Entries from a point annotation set
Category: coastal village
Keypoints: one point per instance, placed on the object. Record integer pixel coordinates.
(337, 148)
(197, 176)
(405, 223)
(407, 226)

• Goal of the exercise: Reproduce every one of the records above, line for line and without any change.

• Worked solution:
Category: coastal village
Keypoints: one point per instance, placed on the object. Record integer pixel coordinates.
(337, 148)
(197, 176)
(405, 223)
(407, 226)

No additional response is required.